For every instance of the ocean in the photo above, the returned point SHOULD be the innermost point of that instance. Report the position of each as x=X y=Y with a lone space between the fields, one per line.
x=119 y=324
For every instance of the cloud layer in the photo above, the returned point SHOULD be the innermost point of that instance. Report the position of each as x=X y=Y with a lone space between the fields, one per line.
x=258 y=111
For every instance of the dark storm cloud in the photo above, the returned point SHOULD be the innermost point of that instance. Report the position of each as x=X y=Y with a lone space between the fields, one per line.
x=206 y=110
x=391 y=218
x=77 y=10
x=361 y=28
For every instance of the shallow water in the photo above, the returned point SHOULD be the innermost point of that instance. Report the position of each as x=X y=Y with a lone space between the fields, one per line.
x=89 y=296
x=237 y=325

++++++++++

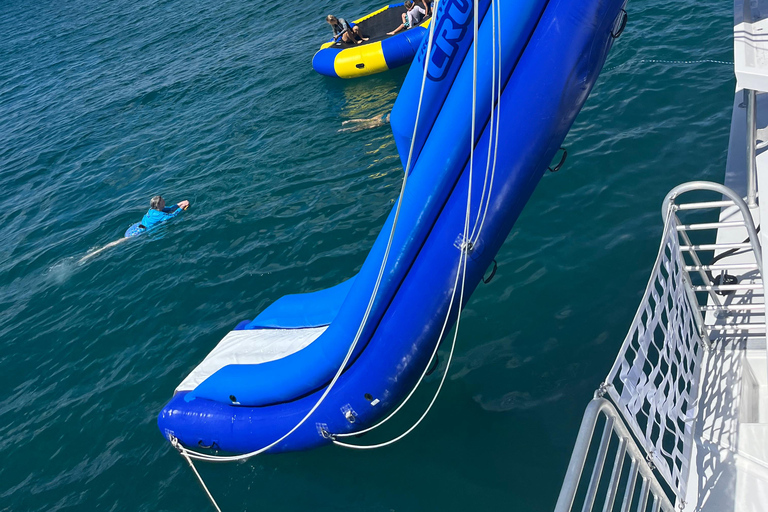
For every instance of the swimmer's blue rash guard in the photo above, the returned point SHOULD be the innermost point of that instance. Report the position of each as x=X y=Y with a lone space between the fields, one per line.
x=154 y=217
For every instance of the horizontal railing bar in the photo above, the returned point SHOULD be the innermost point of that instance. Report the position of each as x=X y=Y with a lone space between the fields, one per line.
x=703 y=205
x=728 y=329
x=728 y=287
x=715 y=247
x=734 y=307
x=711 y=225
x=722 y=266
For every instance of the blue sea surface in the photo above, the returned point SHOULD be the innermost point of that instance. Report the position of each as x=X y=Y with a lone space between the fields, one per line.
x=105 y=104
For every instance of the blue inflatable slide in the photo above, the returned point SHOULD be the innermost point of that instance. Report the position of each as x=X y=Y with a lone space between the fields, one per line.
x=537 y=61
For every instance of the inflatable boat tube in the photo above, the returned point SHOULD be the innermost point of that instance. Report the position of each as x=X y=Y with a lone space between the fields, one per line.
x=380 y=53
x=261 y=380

++++++++++

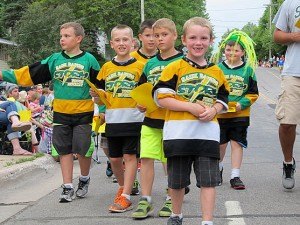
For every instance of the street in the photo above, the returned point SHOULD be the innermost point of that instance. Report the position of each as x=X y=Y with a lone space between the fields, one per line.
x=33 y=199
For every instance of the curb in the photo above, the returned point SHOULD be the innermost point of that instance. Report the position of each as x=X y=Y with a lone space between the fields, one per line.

++++++++++

» Exercise details
The stretch of entries above that starts with the line containing "For every instance of the street" and goes on through the line containing "For every instance of the curb" is to be transcribed exactly, and no other line is to be transcribed.

» Response area
For every instance of the street in the photo above, the returned point SHOULD be the innermost point of that instance. Report the position of each as x=X y=Y with a lone space between the fields, one per line.
x=33 y=199
For every instance of the curb in the photo above, the returned point SHOULD be the innermost point of that instance. Report the position of each as x=X y=Y with a lone space between the fields, one per line.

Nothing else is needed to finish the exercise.